* [What this task involves] Reproduce everything from the start of the records down to the line containing "(195, 102), (259, 138)", both included, with the requests unchanged and every bounding-box coordinate in the answers shifted by -86. Omit the pictures.
+++
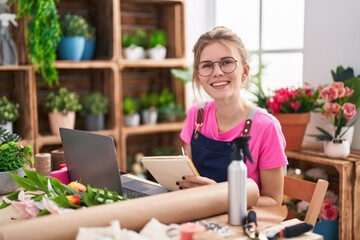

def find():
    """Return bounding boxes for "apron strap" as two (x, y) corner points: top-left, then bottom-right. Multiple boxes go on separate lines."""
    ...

(195, 102), (259, 138)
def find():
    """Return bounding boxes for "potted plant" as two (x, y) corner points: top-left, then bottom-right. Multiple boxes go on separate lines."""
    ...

(58, 13), (89, 61)
(140, 91), (158, 124)
(0, 127), (33, 195)
(121, 28), (147, 60)
(146, 30), (168, 60)
(0, 96), (20, 133)
(44, 87), (81, 134)
(159, 88), (185, 122)
(80, 92), (109, 131)
(81, 23), (96, 60)
(123, 96), (140, 127)
(9, 0), (61, 86)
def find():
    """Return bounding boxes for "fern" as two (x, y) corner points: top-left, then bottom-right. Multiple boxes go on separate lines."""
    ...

(11, 0), (62, 86)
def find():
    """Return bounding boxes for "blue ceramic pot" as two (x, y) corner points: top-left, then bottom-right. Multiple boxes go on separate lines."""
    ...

(81, 39), (96, 60)
(314, 219), (339, 240)
(58, 36), (86, 61)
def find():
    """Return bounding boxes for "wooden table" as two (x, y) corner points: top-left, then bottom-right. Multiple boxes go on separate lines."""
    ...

(286, 147), (360, 240)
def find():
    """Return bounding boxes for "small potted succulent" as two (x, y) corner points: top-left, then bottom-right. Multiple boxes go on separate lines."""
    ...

(123, 96), (140, 127)
(44, 87), (82, 134)
(146, 29), (168, 60)
(80, 92), (109, 131)
(0, 96), (20, 133)
(58, 13), (89, 61)
(0, 127), (34, 195)
(121, 28), (147, 60)
(140, 91), (159, 124)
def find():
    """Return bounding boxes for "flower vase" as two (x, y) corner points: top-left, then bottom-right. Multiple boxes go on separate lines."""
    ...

(324, 139), (350, 158)
(314, 219), (339, 240)
(274, 112), (310, 150)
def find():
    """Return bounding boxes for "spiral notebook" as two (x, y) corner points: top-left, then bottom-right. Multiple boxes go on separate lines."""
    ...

(141, 156), (200, 191)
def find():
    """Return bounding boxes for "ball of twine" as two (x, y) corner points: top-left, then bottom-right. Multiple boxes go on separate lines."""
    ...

(34, 153), (51, 176)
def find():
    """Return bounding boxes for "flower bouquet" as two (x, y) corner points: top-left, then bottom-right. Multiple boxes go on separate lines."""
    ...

(0, 168), (127, 219)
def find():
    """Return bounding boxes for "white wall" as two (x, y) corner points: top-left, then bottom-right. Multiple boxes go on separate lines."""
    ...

(186, 0), (360, 150)
(303, 0), (360, 150)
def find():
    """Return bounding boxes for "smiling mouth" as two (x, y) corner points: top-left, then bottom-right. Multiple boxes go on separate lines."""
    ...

(210, 81), (230, 87)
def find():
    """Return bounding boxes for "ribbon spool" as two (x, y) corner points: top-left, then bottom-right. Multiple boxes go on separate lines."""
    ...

(34, 153), (51, 176)
(51, 149), (65, 171)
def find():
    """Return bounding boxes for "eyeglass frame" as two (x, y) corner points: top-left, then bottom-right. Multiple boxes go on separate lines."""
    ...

(196, 57), (238, 77)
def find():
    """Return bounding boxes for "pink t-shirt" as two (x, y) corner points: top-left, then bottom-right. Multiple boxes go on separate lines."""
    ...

(180, 100), (288, 189)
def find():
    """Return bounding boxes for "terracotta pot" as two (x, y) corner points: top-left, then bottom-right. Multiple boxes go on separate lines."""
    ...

(274, 112), (310, 150)
(48, 112), (75, 134)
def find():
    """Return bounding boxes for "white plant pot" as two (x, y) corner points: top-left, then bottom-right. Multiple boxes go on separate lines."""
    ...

(0, 122), (13, 133)
(146, 46), (166, 60)
(124, 113), (140, 127)
(324, 139), (350, 158)
(123, 46), (146, 60)
(48, 112), (75, 134)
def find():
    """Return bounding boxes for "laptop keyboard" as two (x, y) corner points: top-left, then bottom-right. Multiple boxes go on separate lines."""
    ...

(123, 187), (149, 198)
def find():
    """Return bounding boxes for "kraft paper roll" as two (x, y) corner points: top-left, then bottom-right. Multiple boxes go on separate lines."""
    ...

(34, 153), (51, 176)
(0, 179), (259, 240)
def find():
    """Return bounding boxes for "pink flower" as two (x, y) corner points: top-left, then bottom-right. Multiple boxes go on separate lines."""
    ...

(3, 190), (39, 219)
(343, 102), (356, 120)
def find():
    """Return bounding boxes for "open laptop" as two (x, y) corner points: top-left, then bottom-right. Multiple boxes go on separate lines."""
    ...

(60, 128), (167, 197)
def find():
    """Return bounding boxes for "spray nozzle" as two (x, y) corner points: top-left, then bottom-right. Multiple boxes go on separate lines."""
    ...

(0, 13), (17, 27)
(232, 136), (254, 163)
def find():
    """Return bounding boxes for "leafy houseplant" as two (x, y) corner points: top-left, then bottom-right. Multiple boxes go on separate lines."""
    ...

(0, 127), (33, 195)
(121, 28), (148, 60)
(10, 0), (61, 86)
(147, 30), (168, 59)
(140, 91), (158, 124)
(80, 92), (109, 131)
(44, 88), (82, 134)
(123, 96), (140, 126)
(58, 13), (89, 61)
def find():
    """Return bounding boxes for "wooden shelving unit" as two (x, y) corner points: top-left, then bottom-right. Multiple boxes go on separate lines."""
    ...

(286, 148), (360, 239)
(0, 0), (186, 172)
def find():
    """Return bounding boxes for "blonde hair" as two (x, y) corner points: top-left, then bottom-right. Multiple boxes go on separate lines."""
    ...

(192, 26), (247, 96)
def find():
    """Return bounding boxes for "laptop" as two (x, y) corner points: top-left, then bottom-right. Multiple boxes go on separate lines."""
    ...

(60, 128), (167, 198)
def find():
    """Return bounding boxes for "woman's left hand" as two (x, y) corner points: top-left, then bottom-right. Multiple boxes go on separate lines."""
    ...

(177, 176), (216, 189)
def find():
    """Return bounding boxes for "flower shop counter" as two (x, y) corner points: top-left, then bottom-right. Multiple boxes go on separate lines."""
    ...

(286, 146), (360, 240)
(0, 180), (262, 240)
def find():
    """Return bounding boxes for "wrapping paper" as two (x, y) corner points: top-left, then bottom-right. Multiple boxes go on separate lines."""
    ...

(0, 179), (259, 240)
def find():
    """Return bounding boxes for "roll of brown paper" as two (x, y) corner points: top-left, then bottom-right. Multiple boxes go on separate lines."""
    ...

(0, 179), (259, 240)
(34, 153), (51, 176)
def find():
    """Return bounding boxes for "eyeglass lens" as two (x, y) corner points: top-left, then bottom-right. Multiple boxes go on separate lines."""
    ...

(197, 57), (237, 77)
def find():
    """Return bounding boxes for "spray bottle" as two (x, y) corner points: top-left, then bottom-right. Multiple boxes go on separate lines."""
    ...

(228, 136), (253, 226)
(0, 13), (18, 65)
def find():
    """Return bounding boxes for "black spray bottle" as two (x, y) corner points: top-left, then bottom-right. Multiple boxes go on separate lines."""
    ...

(228, 136), (253, 226)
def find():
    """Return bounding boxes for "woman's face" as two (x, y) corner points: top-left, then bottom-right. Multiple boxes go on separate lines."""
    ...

(198, 42), (248, 100)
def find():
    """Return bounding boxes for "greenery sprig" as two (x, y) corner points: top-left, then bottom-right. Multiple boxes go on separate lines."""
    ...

(10, 0), (62, 86)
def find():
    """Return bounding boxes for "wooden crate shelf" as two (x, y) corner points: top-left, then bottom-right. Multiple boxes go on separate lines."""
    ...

(286, 149), (358, 239)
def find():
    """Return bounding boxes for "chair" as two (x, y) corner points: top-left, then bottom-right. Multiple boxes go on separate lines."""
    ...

(284, 176), (329, 226)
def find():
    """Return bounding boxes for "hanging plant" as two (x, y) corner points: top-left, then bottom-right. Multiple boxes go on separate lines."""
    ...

(11, 0), (62, 86)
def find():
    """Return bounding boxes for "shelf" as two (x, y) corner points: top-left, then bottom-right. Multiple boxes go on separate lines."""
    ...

(122, 122), (184, 137)
(120, 58), (186, 68)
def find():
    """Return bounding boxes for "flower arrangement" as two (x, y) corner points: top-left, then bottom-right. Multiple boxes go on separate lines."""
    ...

(0, 168), (127, 219)
(311, 82), (357, 141)
(266, 83), (319, 114)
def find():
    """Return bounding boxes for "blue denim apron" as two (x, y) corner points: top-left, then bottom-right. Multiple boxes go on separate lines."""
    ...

(191, 104), (257, 182)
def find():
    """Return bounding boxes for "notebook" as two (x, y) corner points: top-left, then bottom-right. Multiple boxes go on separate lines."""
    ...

(60, 128), (167, 197)
(141, 156), (199, 191)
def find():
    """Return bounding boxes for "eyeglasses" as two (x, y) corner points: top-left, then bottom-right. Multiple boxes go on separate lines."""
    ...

(196, 57), (237, 77)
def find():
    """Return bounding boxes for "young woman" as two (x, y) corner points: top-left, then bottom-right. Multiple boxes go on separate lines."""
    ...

(177, 27), (287, 206)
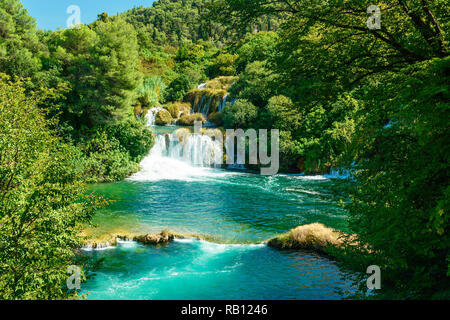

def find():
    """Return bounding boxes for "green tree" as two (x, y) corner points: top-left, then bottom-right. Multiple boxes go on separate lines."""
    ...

(0, 75), (99, 299)
(47, 18), (142, 128)
(0, 0), (43, 77)
(223, 99), (258, 129)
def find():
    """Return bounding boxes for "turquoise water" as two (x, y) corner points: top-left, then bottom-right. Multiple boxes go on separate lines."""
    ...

(82, 127), (351, 299)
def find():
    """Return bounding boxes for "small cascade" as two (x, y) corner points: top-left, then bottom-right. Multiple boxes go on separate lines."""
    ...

(217, 92), (230, 112)
(128, 129), (223, 181)
(147, 106), (163, 127)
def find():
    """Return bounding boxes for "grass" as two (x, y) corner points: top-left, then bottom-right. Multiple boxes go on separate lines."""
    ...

(268, 223), (343, 253)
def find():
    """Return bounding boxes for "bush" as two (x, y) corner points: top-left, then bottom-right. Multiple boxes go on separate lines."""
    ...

(79, 131), (139, 183)
(155, 109), (173, 126)
(107, 120), (155, 161)
(223, 99), (258, 129)
(177, 113), (206, 126)
(164, 102), (191, 119)
(208, 112), (223, 127)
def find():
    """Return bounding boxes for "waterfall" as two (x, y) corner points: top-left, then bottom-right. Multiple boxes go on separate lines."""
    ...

(217, 92), (229, 112)
(128, 129), (228, 181)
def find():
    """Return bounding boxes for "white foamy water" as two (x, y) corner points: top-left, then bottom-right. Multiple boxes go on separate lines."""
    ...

(128, 125), (234, 181)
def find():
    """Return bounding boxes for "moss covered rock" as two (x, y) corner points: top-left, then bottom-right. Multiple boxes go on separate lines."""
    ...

(208, 112), (223, 127)
(177, 113), (206, 127)
(268, 223), (343, 253)
(134, 231), (175, 245)
(155, 109), (173, 126)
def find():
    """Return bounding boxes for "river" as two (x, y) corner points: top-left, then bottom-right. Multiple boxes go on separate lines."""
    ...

(82, 127), (353, 300)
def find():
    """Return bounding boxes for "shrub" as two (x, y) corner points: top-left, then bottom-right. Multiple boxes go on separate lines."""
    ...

(164, 102), (191, 119)
(223, 99), (258, 129)
(107, 120), (155, 161)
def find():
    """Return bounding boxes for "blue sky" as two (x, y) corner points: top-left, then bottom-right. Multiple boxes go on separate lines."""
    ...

(22, 0), (154, 30)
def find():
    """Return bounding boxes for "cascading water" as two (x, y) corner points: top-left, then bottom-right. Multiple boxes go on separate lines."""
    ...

(128, 115), (227, 181)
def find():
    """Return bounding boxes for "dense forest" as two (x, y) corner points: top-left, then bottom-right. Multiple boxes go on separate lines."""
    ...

(0, 0), (450, 299)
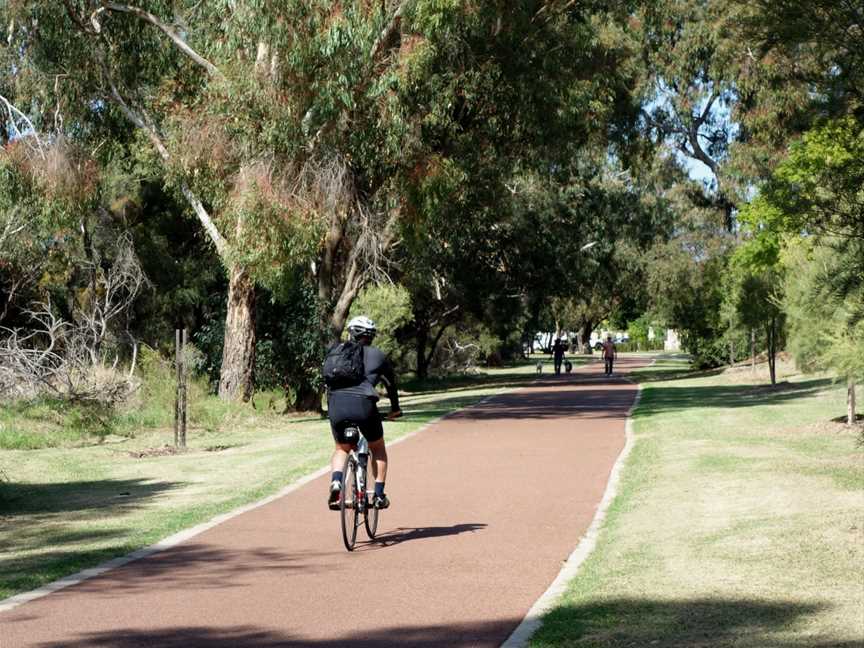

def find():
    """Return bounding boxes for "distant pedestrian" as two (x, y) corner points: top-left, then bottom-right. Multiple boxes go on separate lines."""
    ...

(603, 335), (618, 376)
(552, 338), (567, 376)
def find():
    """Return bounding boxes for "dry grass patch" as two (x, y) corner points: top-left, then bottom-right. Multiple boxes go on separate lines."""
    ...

(532, 356), (864, 648)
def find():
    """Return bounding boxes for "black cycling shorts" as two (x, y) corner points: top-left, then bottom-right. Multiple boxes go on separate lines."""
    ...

(327, 391), (384, 443)
(330, 415), (384, 443)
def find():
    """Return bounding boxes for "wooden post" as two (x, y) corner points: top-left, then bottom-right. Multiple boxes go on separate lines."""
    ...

(750, 329), (756, 372)
(180, 329), (188, 448)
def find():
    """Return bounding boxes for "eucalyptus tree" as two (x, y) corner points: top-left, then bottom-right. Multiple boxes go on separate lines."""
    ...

(637, 0), (742, 231)
(2, 0), (636, 397)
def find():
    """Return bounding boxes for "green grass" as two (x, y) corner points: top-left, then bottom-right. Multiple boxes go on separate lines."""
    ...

(0, 362), (534, 599)
(531, 359), (864, 648)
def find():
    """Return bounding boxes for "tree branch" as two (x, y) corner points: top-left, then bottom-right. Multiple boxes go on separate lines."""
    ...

(90, 2), (225, 79)
(109, 78), (228, 259)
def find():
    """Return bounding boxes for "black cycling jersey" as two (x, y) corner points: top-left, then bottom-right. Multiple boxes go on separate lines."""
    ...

(327, 346), (399, 443)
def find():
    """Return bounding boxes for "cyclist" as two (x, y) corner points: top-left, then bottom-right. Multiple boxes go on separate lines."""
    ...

(552, 338), (567, 375)
(603, 335), (618, 376)
(327, 315), (402, 510)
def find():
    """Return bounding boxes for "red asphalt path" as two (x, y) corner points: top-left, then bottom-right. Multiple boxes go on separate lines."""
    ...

(0, 359), (637, 648)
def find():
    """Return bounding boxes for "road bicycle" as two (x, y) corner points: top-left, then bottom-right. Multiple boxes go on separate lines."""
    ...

(339, 424), (379, 551)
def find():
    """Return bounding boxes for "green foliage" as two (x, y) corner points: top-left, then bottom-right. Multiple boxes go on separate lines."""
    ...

(745, 117), (864, 246)
(784, 241), (864, 383)
(627, 314), (651, 349)
(349, 284), (413, 357)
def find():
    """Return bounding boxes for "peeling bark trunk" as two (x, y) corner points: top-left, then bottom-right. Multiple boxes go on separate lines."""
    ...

(294, 384), (323, 414)
(767, 317), (777, 385)
(219, 267), (255, 401)
(415, 326), (429, 379)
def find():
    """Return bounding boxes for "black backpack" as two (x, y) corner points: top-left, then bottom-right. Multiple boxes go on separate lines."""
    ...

(322, 340), (366, 389)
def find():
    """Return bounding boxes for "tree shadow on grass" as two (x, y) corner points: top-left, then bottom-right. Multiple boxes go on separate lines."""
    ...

(537, 598), (862, 648)
(0, 479), (183, 516)
(0, 479), (182, 592)
(636, 378), (831, 416)
(23, 593), (861, 648)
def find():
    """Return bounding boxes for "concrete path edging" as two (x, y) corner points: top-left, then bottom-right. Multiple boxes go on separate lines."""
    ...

(501, 374), (640, 648)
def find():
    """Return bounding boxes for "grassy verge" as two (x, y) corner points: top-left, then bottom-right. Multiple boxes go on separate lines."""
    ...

(531, 359), (864, 648)
(0, 360), (560, 599)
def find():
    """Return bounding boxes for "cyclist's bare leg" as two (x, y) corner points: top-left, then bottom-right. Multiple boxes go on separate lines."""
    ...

(369, 438), (387, 482)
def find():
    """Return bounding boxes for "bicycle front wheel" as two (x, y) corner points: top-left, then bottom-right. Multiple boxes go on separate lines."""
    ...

(363, 497), (378, 540)
(339, 455), (365, 551)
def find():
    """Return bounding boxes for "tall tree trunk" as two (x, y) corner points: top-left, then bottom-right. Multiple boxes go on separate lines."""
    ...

(415, 324), (429, 380)
(219, 266), (255, 401)
(767, 317), (777, 385)
(294, 382), (323, 414)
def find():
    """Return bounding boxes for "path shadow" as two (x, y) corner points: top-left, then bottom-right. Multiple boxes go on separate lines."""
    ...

(366, 523), (489, 547)
(67, 543), (324, 597)
(449, 385), (634, 421)
(27, 592), (861, 648)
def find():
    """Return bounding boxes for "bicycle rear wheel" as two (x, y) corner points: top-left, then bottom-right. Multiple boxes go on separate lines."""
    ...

(339, 455), (360, 551)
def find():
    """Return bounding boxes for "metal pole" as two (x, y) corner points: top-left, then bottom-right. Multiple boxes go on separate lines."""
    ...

(174, 329), (180, 448)
(180, 329), (188, 448)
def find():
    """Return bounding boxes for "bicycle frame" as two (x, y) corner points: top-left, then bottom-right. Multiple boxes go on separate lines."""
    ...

(345, 426), (369, 513)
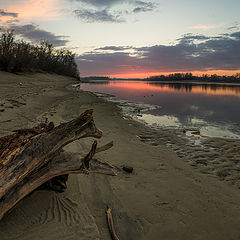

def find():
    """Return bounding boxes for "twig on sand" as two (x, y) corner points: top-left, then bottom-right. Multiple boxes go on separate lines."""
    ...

(106, 207), (119, 240)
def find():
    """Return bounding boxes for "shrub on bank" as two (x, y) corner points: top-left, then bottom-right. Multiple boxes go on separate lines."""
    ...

(0, 32), (79, 78)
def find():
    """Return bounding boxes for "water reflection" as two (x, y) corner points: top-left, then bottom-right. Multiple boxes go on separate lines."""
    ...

(81, 81), (240, 137)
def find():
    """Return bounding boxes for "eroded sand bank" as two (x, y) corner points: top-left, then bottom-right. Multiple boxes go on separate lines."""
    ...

(0, 72), (240, 240)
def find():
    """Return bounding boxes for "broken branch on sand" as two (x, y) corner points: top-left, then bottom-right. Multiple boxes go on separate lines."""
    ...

(0, 109), (116, 219)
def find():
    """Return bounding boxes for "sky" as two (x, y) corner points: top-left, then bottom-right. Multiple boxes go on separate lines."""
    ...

(0, 0), (240, 78)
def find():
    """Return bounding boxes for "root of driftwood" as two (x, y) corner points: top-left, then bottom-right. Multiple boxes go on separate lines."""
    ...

(0, 109), (116, 219)
(106, 207), (119, 240)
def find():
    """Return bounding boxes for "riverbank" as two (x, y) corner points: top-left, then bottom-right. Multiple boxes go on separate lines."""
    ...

(0, 72), (240, 240)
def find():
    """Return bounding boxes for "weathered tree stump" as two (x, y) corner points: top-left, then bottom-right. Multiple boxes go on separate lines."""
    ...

(0, 109), (115, 219)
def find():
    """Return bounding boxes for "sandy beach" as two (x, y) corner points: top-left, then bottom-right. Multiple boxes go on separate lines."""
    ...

(0, 72), (240, 240)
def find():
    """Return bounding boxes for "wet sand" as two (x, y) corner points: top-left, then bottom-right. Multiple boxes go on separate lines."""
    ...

(0, 72), (240, 240)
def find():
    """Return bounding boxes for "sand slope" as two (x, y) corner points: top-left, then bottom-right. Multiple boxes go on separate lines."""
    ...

(0, 72), (240, 240)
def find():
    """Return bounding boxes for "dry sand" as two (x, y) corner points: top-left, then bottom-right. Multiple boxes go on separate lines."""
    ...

(0, 72), (240, 240)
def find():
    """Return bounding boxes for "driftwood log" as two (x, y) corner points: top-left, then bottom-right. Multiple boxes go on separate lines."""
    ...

(0, 109), (115, 219)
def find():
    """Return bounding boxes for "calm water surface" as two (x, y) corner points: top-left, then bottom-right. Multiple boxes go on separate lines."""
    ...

(81, 81), (240, 138)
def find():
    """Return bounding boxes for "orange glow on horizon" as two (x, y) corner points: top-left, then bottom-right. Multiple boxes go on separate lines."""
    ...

(108, 69), (240, 79)
(4, 0), (59, 20)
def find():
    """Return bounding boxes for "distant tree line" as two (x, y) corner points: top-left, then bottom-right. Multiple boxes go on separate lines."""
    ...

(0, 31), (79, 78)
(147, 72), (240, 83)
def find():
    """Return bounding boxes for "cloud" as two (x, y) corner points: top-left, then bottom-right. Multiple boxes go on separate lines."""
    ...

(72, 0), (157, 23)
(75, 0), (123, 7)
(132, 1), (156, 13)
(76, 31), (240, 75)
(95, 46), (131, 51)
(190, 25), (217, 30)
(0, 9), (18, 18)
(0, 24), (68, 46)
(74, 9), (124, 23)
(228, 23), (240, 31)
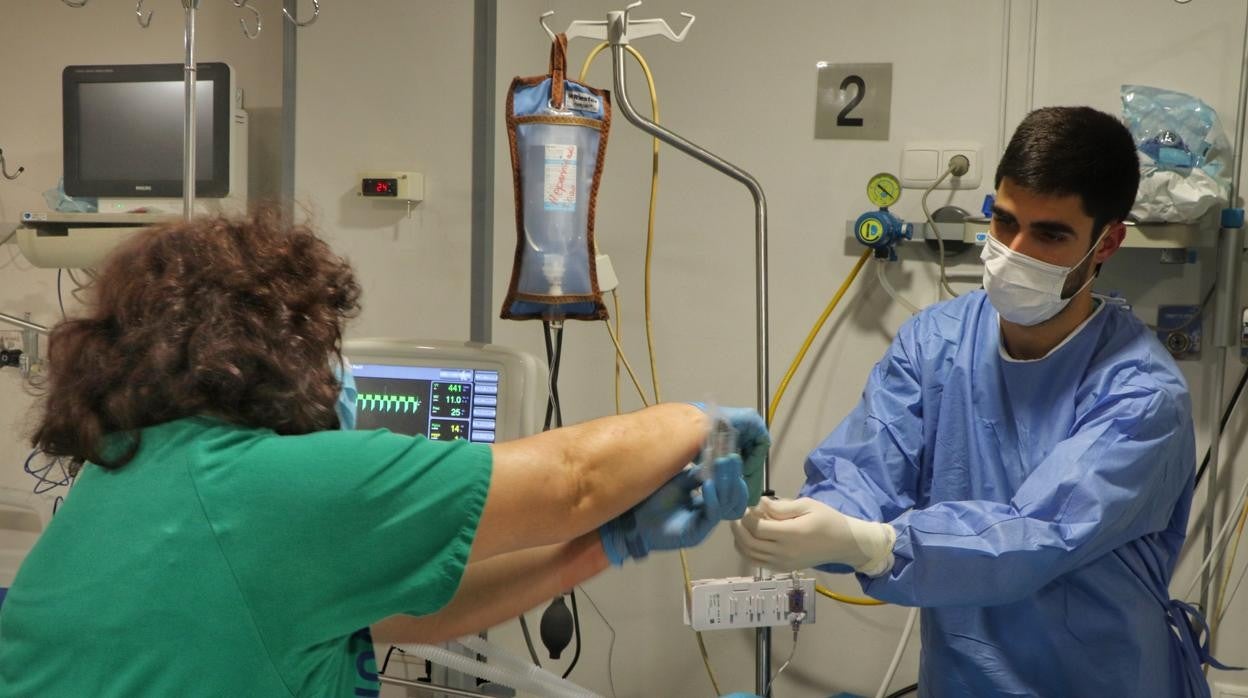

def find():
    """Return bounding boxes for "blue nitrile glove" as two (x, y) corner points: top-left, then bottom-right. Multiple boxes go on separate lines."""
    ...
+++
* [Full answer]
def find():
    """Return bounding boxes for "apron strap" as two (x, y) corner points: top-left, then bottom-right. Multiple boxes go on separate lines."""
    ...

(109, 16), (173, 52)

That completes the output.